Records from a collection ▸
— start —
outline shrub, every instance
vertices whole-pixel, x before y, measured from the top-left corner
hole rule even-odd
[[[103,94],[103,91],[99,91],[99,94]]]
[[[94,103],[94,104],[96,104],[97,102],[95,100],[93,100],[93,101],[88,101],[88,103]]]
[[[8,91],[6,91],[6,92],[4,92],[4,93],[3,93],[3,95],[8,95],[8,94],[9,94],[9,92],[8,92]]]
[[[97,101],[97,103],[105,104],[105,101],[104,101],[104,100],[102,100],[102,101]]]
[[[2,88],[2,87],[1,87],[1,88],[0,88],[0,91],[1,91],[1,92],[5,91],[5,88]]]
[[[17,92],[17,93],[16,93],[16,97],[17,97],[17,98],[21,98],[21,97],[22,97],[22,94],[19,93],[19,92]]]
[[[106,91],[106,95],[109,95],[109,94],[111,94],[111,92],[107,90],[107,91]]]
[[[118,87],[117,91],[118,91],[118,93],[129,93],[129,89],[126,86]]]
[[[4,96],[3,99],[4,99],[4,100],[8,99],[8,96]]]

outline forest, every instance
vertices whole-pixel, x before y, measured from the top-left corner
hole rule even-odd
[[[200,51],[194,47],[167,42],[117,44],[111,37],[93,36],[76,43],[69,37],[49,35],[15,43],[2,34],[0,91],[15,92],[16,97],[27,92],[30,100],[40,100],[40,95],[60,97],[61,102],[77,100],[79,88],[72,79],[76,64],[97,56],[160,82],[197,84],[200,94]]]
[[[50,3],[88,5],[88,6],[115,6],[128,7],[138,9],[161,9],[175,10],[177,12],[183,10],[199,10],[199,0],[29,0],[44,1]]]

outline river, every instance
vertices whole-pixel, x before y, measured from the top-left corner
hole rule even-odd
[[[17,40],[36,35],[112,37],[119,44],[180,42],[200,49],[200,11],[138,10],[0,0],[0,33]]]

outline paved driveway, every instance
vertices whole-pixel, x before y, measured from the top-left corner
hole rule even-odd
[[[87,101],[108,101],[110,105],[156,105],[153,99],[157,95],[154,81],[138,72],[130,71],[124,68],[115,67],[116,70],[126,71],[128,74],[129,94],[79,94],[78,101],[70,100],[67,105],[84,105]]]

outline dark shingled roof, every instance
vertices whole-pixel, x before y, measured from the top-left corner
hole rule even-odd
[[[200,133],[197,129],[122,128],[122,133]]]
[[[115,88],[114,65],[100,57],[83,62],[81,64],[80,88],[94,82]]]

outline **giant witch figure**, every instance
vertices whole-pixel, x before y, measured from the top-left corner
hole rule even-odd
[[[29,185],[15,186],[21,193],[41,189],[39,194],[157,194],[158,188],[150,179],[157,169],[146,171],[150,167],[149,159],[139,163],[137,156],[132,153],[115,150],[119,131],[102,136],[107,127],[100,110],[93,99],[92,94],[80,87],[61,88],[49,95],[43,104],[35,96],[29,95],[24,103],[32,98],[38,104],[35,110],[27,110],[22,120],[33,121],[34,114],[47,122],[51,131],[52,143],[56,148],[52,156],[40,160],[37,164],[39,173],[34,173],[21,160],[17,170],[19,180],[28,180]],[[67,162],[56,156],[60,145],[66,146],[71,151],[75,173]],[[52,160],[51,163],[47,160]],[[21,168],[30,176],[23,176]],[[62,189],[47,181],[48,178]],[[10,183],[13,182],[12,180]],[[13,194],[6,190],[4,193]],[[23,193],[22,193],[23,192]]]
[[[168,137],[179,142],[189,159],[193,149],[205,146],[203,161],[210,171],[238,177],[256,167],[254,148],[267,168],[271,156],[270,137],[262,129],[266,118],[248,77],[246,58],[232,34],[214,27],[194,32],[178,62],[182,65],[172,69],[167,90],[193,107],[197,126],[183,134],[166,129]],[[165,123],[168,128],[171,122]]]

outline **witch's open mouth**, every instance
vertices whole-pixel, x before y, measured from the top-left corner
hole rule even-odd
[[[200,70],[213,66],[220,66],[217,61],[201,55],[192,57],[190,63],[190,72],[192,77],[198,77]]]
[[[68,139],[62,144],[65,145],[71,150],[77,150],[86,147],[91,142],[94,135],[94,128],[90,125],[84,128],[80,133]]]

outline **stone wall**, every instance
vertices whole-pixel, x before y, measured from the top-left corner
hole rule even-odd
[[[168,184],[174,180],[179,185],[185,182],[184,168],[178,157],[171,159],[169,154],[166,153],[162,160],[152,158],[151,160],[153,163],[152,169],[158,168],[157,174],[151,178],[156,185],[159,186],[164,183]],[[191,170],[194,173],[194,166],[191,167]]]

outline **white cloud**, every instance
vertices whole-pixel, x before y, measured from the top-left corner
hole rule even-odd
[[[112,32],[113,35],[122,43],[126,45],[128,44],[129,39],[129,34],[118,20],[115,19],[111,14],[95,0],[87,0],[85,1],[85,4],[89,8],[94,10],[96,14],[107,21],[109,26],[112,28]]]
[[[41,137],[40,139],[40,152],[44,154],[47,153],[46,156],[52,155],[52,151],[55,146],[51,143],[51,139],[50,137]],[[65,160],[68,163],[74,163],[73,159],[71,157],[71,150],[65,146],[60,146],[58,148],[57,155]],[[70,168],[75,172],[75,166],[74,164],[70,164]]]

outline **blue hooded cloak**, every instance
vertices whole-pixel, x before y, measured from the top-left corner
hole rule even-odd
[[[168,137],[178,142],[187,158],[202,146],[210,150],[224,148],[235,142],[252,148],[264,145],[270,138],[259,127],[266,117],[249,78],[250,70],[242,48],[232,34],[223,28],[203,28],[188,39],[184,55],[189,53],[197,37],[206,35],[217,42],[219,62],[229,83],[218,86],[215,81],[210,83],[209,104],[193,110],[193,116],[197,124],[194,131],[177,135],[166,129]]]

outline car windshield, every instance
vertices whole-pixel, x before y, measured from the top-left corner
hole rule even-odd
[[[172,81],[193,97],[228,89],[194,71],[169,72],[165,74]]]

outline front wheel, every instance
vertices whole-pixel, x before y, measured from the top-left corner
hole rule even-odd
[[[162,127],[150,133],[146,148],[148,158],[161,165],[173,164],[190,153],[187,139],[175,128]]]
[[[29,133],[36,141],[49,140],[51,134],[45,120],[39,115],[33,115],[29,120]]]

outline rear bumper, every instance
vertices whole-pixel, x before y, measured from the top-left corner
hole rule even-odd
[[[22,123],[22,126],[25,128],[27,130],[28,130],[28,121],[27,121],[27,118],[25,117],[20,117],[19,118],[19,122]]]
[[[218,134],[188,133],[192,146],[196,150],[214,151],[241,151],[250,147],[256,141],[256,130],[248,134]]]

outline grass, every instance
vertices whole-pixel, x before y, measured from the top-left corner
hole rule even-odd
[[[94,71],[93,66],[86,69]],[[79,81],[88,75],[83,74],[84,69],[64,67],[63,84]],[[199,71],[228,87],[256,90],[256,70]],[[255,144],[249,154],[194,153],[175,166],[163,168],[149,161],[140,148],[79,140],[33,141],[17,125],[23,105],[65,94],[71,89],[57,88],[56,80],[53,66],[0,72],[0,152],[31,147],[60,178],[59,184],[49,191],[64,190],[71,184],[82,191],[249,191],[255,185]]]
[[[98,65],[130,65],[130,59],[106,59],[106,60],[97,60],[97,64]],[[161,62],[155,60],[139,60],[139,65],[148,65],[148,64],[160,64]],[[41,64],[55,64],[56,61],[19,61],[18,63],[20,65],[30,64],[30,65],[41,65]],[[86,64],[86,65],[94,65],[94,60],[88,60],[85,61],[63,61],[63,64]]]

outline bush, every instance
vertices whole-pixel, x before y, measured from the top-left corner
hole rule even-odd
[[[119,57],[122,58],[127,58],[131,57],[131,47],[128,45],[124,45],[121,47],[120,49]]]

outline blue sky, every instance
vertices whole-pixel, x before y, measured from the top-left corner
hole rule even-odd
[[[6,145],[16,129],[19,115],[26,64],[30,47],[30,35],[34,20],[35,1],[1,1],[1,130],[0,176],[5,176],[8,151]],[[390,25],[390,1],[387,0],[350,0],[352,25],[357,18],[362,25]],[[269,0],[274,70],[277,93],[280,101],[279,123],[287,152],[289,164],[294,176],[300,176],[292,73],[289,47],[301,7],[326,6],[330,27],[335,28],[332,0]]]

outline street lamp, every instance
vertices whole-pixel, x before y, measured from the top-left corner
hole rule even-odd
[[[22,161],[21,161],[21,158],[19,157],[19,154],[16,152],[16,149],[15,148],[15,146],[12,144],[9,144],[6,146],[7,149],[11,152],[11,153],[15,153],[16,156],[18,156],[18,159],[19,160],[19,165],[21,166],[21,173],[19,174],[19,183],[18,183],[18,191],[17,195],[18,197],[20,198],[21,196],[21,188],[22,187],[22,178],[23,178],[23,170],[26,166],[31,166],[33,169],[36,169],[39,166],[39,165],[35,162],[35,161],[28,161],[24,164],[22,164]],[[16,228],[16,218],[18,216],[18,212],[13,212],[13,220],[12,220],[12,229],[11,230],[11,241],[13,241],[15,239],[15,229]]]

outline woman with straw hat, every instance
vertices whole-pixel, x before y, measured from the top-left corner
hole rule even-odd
— end —
Set task ▸ Arrange the entries, starting at the line containing "outline **stone wall**, every instance" and ending at the line containing "[[[172,81],[193,97],[228,89],[194,71],[169,72],[165,74]]]", as a two-column CSV with the header task,value. Give one row per entry, with its text under task and its answer under value, each in a single quoted field and with line breaks replaced by spaces.

Correct response ▸
task,value
"outline **stone wall**, every instance vertices whole-pixel, x before y, measured from the top-left corner hole rule even-odd","[[[168,184],[174,180],[179,185],[185,182],[184,168],[178,157],[171,159],[169,154],[166,153],[162,160],[152,158],[151,160],[153,163],[152,169],[158,168],[157,174],[151,178],[156,185],[159,186],[164,183]],[[191,170],[194,173],[194,166],[191,167]]]"
"outline **white cloud**, every instance vertices whole-pixel, x before y, measured from the top-left corner hole rule even-odd","[[[112,32],[113,35],[122,43],[126,45],[128,44],[129,39],[129,34],[118,20],[115,19],[111,14],[95,0],[87,0],[85,1],[85,4],[89,8],[94,10],[96,14],[107,21],[109,26],[112,28]]] [[[41,137],[40,139],[40,152],[44,154],[47,153],[46,156],[52,155],[52,151],[55,146],[51,143],[51,139],[50,137]],[[65,160],[68,163],[74,163],[73,159],[71,157],[71,150],[65,146],[60,146],[58,148],[57,155]],[[70,168],[75,172],[75,166],[74,164],[70,164]]]"
"outline **blue hooded cloak**, every instance vertices whole-pixel, x before y, measured from the top-left corner hole rule even-odd","[[[168,137],[178,142],[187,158],[202,146],[210,150],[224,148],[235,142],[252,148],[264,145],[270,138],[259,127],[266,117],[249,78],[250,70],[242,48],[232,34],[223,28],[203,28],[188,39],[184,55],[189,53],[197,37],[206,35],[217,42],[219,62],[229,83],[218,86],[215,81],[210,83],[209,104],[193,110],[193,116],[197,124],[194,131],[177,135],[166,129]]]"
"outline car windshield, every instance vertices whole-pixel, x before y, measured from the top-left corner hole rule even-odd","[[[172,81],[193,97],[228,89],[194,71],[169,72],[165,74]]]"